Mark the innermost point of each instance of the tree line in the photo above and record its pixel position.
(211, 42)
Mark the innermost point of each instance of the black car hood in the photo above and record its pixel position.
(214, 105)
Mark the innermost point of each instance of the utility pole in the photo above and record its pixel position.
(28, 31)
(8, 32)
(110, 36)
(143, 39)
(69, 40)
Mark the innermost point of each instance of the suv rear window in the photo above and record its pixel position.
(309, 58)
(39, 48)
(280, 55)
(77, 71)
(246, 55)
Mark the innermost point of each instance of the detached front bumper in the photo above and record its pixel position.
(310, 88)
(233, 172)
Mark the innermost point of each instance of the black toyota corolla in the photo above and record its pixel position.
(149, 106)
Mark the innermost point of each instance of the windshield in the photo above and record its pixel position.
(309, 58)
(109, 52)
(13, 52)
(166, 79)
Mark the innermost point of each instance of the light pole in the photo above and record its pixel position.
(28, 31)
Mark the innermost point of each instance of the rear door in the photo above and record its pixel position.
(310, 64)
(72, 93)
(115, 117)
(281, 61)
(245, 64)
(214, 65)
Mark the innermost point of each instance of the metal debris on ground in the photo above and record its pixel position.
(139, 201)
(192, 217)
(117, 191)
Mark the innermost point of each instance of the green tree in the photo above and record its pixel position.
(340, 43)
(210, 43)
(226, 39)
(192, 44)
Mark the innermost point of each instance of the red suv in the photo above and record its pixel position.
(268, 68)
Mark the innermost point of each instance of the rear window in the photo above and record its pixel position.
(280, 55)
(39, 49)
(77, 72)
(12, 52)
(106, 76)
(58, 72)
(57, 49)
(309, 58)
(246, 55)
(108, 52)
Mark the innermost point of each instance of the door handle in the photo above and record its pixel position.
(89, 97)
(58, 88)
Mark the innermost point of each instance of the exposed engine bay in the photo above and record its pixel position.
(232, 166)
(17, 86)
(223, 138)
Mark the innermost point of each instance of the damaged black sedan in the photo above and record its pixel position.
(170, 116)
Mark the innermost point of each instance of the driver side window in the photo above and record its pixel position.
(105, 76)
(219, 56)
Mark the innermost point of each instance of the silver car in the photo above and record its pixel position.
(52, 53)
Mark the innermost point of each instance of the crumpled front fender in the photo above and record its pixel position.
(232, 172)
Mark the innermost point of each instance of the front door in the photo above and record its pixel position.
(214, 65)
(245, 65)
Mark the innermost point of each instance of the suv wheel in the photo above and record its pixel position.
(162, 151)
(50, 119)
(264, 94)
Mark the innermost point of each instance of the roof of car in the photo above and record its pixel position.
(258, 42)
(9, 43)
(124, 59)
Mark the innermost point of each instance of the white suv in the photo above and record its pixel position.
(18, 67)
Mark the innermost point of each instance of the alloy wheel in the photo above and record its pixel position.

═══

## WHAT NEEDS TO BE DONE
Copy all the lines above, swapping "innermost point" for "central point" wherever it occurs and leaving every other part unchanged.

## SOLUTION
Mark the central point of each instance of the tree line in the photo above and record its pixel position.
(211, 42)
Mark the central point of each instance of the black car hood in the photo above and record its pixel position.
(214, 105)
Mark the central point of each instance of the utility pole in the photo above and record its pixel position.
(28, 31)
(8, 32)
(110, 36)
(143, 39)
(69, 40)
Mark the central point of each instance of the suv rear window in the photo above and record its pixel position.
(309, 58)
(39, 48)
(280, 55)
(77, 71)
(246, 55)
Mark the central point of each instance of the detached front bumper in the photo above and record its pixel position.
(310, 88)
(233, 172)
Mark the central point of each instance of the black toyota corolla in the photo above and record its pixel position.
(149, 106)
Mark the central point of each instance of the windshield in the photo above and record its pixel position.
(309, 58)
(109, 52)
(13, 52)
(166, 79)
Mark the central point of each instance of the light pole in the photo above and record its pixel position.
(28, 31)
Mark the central point of each instance of the rear door in the photo above and record its pixel position.
(310, 64)
(72, 93)
(115, 117)
(281, 61)
(245, 64)
(214, 65)
Mark the central point of each instance of the metal debris on ground in the photo above and record its pixel position.
(139, 201)
(192, 217)
(117, 191)
Mark the central point of each instance of the green tree in the photo above and record its pixel position.
(340, 43)
(210, 43)
(226, 39)
(192, 44)
Mark the central point of each instance of the red suv in the photo above and record its pixel position.
(268, 68)
Mark the central point of each instance of the rear window in the photo above and record its pixel position.
(280, 55)
(39, 49)
(77, 72)
(12, 52)
(106, 76)
(58, 72)
(57, 49)
(309, 58)
(246, 55)
(108, 52)
Mark the central point of each instance of the door handle in the photo above and record its pixel position.
(89, 97)
(58, 88)
Mark the central point of each instance of the exposed engine bay in the photo above and record its pixel position.
(232, 166)
(17, 86)
(223, 138)
Mark the central point of each instance of the damaged black sedan in the photo above and record its pixel position.
(170, 116)
Mark the central point of each instance of the driver side window in the photo above and record its pixel position.
(105, 76)
(219, 56)
Mark the central point of each instance of the silver car in the photo above and record its pixel position.
(52, 53)
Mark the central point of each instance of the crumpled front fender in the photo above and record its pixel position.
(232, 172)
Mark the central point of each instance of the front door in the photo above and record its pixel position.
(214, 65)
(245, 65)
Mark the central point of each instance of the suv wheel in the photo above and record its pixel position.
(162, 151)
(50, 119)
(264, 94)
Mark the central point of each instance of the roof of car in the photo above and record its pixel position.
(258, 42)
(9, 43)
(124, 59)
Mark the central point of each instance of the white suv in the photo above and record its pixel position.
(18, 67)
Mark the central point of each instance of the alloy wheel in the photo above and record its pixel position.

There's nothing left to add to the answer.